What you need to do -
**A)** In the fire report, where did the fire that affected the sleeping family start?
**B)** Using the fire report, explain why the assistant divisional officer urges people to install and maintain smoke alarms.

FIRE chiefs say two

children and their parents are lucky to be alive today after breathing in smoke as they slept.

A fire started in a shop below the family's first floor flat in Upper Lewes Road during the night.

They woke this morning coughing and suffering from sore throats.

Firefighters were called to the food store, where they found a burnt-out refrigerator, fumes from which had risen into the family's flat.

They were taken to the Royal Sussex County Hospital but their condition was not serious.

Assistant divisional officer Ian Alexander said: "These people are incredibly lucky to be alive. We could so easily have been removing bodies from that flat.

"A freezer had caught fire but the blaze had run out of fuel. Smoke went up into the flat and the people just breathed in the fumes as they slept.

"The children, aged three and two, woke with soot marks round their noses and were coughing. The mother, who has asthma, had breathing difficulties.

"I would again urge people to install smoke alarms in their homes and maintain them. In this case, it would have alerted the family."

He said a fire last night in a student's bedsit in Upper Bevendean Avenue could also have been prevented by a working smoke alarm.

A candle set fire to curtains and firefighters later found a smoke alarm near the kitchen but the battery had been taken out. The flat was badly smoke-damaged.

Provided material -

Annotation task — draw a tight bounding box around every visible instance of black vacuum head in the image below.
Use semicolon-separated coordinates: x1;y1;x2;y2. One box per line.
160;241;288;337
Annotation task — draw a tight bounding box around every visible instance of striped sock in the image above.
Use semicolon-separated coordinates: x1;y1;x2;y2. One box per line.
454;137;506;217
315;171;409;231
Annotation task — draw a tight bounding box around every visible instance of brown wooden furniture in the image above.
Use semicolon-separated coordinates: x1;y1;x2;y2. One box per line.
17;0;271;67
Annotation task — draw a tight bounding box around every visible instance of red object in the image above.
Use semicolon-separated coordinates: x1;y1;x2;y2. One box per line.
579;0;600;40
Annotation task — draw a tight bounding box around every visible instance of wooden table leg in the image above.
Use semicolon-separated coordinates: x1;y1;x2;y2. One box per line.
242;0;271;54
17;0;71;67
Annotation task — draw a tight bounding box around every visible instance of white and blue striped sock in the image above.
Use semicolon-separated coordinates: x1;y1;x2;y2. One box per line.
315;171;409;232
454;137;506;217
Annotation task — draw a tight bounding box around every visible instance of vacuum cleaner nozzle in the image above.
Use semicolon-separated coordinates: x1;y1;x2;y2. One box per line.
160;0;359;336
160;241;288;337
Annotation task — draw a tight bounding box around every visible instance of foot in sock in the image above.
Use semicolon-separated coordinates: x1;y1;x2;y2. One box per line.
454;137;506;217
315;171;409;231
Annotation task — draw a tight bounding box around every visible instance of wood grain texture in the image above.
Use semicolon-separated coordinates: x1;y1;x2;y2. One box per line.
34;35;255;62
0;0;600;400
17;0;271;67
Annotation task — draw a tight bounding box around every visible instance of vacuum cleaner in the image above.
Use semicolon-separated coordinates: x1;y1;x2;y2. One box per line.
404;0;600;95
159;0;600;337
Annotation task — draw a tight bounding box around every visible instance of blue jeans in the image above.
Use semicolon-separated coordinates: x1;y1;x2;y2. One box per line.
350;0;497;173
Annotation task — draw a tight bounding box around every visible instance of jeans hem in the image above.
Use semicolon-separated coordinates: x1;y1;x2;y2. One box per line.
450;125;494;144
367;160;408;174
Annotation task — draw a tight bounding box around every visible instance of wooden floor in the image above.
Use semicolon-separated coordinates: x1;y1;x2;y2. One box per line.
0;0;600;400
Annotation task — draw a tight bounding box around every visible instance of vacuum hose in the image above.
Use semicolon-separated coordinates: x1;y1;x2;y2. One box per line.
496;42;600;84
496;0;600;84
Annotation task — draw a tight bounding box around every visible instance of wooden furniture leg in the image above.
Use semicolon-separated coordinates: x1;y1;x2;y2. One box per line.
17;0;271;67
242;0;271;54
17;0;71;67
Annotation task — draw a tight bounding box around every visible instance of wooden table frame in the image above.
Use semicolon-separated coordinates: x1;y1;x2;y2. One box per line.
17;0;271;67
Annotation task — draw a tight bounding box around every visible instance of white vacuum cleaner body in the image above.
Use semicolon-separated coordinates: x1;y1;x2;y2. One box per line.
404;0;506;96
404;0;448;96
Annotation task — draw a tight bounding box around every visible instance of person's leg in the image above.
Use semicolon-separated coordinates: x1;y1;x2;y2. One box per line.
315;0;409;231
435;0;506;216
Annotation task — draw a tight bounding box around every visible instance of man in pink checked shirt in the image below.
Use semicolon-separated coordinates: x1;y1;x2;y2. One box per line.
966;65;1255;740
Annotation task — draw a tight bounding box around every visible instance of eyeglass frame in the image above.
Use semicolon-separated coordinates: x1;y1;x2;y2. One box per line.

Answer list -
**A)** It started in a shop below the family's first floor flat in Upper Lewes Road.

**B)** He says a smoke alarm would have alerted the family, who instead breathed in smoke from the fire below as they slept. He adds that a working smoke alarm could also have prevented the bedsit fire in Upper Bevendean Avenue, where the alarm's battery had been taken out.